> [GIVEN TASK]
Pictures in the listing should not be copied. Reproduce, word for word, each line from the one holding "of the dark" through the final line.

::::

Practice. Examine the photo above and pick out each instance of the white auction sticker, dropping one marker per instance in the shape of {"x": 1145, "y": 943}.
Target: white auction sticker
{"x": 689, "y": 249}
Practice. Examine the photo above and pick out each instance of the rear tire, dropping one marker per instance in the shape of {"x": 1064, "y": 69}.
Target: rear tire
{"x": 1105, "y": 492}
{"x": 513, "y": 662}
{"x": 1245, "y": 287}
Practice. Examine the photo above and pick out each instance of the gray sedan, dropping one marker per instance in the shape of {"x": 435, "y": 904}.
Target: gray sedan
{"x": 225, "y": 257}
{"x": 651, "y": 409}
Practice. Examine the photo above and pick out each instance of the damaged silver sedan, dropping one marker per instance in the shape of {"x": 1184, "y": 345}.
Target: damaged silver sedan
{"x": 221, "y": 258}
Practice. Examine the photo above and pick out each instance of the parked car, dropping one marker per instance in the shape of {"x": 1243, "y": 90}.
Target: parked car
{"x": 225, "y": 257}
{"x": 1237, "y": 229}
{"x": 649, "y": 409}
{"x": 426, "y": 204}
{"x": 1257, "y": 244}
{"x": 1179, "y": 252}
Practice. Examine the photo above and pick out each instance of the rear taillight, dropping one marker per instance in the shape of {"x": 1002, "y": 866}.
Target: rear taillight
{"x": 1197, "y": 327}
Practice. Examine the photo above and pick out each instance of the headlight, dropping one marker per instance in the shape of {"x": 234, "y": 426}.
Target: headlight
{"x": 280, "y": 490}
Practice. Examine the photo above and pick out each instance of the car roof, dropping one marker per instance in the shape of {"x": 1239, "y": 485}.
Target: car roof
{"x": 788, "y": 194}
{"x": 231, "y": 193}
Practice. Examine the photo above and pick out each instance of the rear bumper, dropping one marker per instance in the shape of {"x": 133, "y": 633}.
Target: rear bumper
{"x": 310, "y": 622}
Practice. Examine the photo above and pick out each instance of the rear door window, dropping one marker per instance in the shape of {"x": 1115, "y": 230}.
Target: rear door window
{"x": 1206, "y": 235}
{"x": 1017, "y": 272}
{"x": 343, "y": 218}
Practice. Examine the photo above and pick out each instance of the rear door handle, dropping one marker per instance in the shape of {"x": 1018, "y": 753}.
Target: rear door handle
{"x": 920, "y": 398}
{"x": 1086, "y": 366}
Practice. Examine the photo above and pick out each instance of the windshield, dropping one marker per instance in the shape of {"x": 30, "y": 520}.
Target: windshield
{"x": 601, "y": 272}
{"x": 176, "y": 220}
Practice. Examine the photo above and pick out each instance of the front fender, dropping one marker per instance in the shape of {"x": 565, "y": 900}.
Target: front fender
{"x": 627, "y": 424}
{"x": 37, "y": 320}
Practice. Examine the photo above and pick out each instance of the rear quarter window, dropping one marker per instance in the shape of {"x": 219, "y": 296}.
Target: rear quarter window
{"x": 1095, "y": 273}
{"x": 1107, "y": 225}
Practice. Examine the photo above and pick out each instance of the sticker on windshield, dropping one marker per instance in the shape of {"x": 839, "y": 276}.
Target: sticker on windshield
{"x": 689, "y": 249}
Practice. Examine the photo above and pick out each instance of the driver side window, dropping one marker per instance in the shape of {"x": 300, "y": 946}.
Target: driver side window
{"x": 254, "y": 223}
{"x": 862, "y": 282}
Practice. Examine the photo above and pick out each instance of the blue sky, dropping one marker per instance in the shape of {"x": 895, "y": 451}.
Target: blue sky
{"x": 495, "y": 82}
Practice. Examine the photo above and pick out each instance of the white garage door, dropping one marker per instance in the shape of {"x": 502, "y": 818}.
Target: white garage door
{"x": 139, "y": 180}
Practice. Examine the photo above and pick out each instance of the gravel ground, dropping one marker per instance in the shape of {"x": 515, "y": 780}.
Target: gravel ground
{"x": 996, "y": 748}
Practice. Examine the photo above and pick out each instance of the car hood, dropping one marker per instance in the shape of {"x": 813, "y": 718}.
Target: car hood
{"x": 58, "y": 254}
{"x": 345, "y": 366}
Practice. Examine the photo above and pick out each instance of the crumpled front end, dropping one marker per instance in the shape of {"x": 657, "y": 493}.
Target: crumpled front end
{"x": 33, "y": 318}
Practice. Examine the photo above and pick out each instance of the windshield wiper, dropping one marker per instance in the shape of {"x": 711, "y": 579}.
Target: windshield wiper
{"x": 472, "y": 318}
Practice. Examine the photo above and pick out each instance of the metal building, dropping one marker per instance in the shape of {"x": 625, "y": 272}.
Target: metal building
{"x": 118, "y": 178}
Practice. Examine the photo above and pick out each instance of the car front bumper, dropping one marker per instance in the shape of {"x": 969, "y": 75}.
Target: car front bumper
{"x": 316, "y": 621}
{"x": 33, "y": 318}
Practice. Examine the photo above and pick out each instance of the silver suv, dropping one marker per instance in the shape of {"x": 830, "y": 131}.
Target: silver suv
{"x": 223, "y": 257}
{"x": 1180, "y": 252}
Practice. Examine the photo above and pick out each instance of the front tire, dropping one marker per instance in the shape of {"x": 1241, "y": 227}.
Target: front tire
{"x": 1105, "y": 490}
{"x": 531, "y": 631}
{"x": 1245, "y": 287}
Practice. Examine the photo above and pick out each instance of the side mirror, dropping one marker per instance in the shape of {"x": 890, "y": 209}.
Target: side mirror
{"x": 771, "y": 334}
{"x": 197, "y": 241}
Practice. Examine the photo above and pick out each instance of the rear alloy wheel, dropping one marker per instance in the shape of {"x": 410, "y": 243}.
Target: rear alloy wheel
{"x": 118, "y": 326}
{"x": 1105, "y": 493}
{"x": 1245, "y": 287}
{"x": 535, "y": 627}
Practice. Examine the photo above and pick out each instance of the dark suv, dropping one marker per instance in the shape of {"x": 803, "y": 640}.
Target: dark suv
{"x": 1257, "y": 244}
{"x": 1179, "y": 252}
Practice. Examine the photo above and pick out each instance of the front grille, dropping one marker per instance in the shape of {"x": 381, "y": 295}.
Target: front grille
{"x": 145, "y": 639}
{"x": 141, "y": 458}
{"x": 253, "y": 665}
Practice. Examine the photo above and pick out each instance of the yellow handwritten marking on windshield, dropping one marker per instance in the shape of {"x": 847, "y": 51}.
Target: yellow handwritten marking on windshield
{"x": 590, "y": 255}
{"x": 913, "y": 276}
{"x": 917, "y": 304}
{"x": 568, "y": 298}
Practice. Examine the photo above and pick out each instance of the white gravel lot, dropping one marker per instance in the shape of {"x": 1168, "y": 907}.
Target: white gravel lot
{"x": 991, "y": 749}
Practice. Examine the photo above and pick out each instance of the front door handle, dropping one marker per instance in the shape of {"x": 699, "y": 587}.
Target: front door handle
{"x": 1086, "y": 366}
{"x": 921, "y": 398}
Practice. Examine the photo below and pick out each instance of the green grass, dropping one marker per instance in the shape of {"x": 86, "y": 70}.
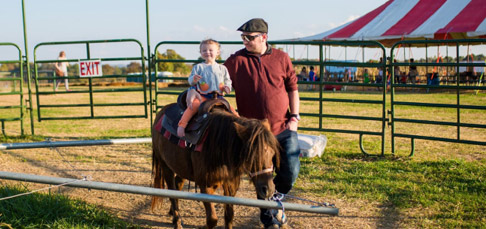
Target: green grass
{"x": 452, "y": 192}
{"x": 52, "y": 211}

::::

> [FINAL ANSWER]
Practice. Examine the photo above and pick out each instance of the dark suv, dropping one marker per instance in the shape of {"x": 803, "y": 640}.
Target: dark suv
{"x": 1257, "y": 244}
{"x": 1179, "y": 252}
Practice. Examine the photo above and pick out each instance of the front grille, dropping one marker per instance in the shape of {"x": 381, "y": 295}.
Target: front grille
{"x": 145, "y": 639}
{"x": 141, "y": 458}
{"x": 253, "y": 665}
Practice. Examine the photo above and pick out each instance of the yellow handwritten marking on windshield, dropping one marker per instance in the shape of {"x": 847, "y": 51}.
Target: yellow handwritten marking on windshield
{"x": 590, "y": 255}
{"x": 913, "y": 276}
{"x": 917, "y": 304}
{"x": 568, "y": 298}
Practice. Examine the photo above and pick out each instance of the white gravel lot, dropping one marker per instance in the shape of {"x": 1168, "y": 907}.
Target: white gravel lot
{"x": 991, "y": 749}
Practice. Examine the photo above and pick out each instance of the front door handle, dropping one marker per instance in the shape of {"x": 699, "y": 587}.
Target: front door handle
{"x": 1086, "y": 366}
{"x": 921, "y": 398}
Practice. Examine the photo below and pick out each instance of the green grass, dropping one marker per instance in the shape of {"x": 86, "y": 70}.
Target: green grass
{"x": 452, "y": 192}
{"x": 52, "y": 211}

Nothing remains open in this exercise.